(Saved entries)

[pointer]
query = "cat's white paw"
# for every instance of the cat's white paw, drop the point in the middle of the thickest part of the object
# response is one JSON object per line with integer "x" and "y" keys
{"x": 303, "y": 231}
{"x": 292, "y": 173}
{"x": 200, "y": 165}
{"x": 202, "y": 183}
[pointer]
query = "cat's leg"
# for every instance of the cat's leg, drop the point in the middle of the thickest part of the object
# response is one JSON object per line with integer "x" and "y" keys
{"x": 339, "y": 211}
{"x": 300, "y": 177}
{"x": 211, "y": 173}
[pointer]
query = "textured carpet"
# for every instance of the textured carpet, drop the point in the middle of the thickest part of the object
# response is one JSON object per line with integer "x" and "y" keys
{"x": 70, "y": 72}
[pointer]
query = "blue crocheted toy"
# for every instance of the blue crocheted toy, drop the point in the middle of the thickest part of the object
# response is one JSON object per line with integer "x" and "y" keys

• Problem requirements: Copy every record verbatim.

• Result below:
[pointer]
query = "cat's white paw"
# for every instance of the cat's white paw, drop the point in the middle of the thickest part of the object
# response is one JSON object per line with integer "x" and "y" keys
{"x": 303, "y": 231}
{"x": 292, "y": 173}
{"x": 200, "y": 165}
{"x": 202, "y": 183}
[pointer]
query = "cat's leg"
# for every instance of the cat's leg, drop the point in the middle of the thickest part of the object
# response is one JSON object per line with integer "x" and "y" keys
{"x": 339, "y": 211}
{"x": 300, "y": 177}
{"x": 211, "y": 173}
[pointer]
query = "textured carpet"
# for every instance of the textured carpet, drop the point in the middle of the thickest part of the object
# response is one JSON object per line with integer "x" and "y" keys
{"x": 70, "y": 72}
[pointer]
query = "blue crocheted toy"
# for every instance of the blue crocheted toy, drop the point in the middle of the thickest part of the object
# response is one JSON object per line with integer "x" and "y" keys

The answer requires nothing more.